• **Exercise data**:
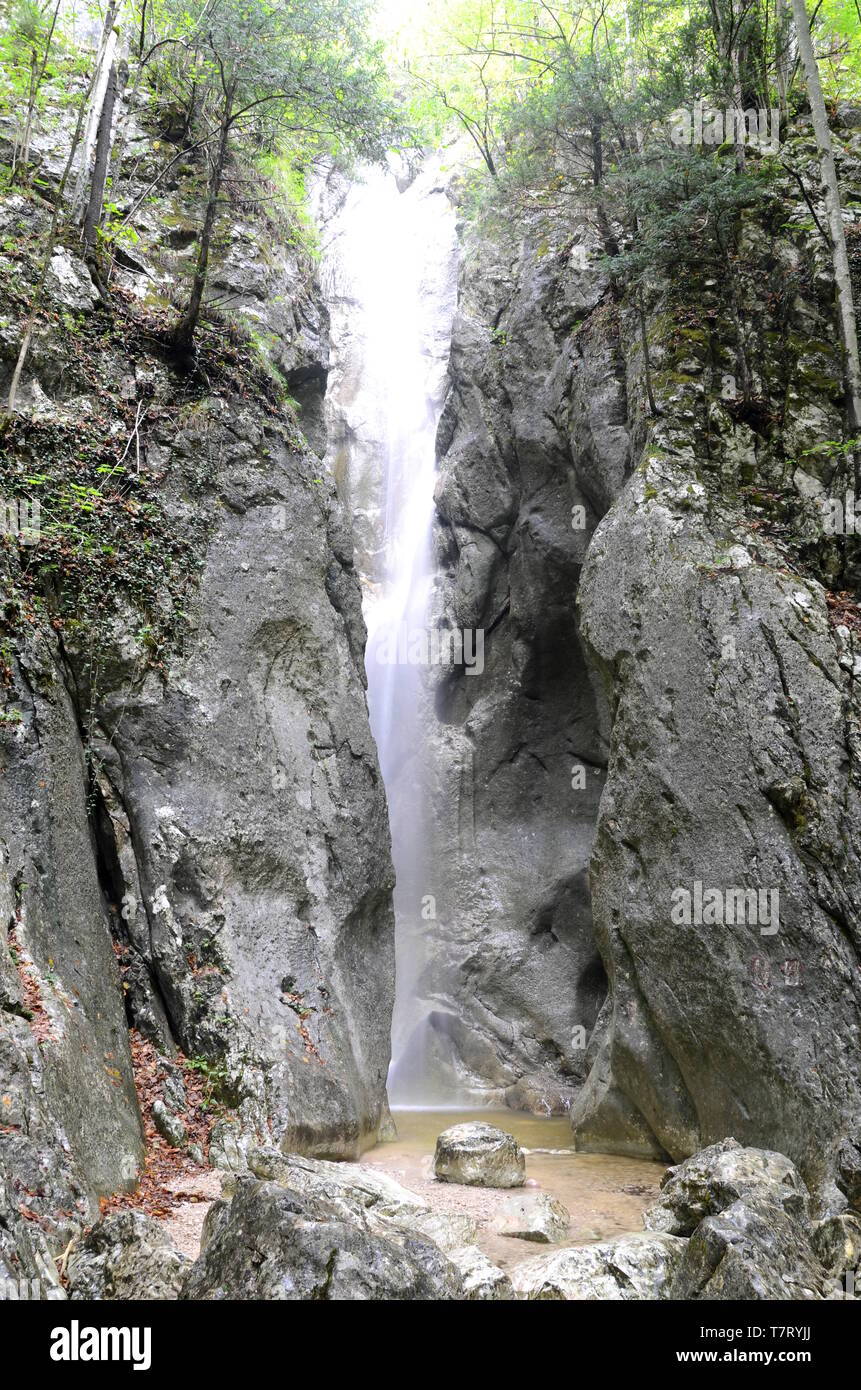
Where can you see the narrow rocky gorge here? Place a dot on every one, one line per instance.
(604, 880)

---

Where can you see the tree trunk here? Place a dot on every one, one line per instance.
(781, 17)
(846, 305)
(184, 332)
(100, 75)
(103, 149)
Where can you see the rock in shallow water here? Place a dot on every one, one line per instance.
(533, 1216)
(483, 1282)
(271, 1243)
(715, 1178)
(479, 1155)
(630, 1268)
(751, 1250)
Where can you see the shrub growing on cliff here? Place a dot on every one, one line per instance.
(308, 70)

• **Your goal**: Gather each of the rows above that contains the word "line", and copy every one of them out in full.

• **Problem solution**:
Where can you see the narrow rocky gorge here? Place a dot on every one, one line per instance.
Where can you see the tree trunk here? Place a dot on every one, one line per instance.
Where can you see the rock in shallow water here? Place a dot on every one, one line per instance.
Where can you see the shrub growing on cliff here? Place a dot on every one, one line per instance.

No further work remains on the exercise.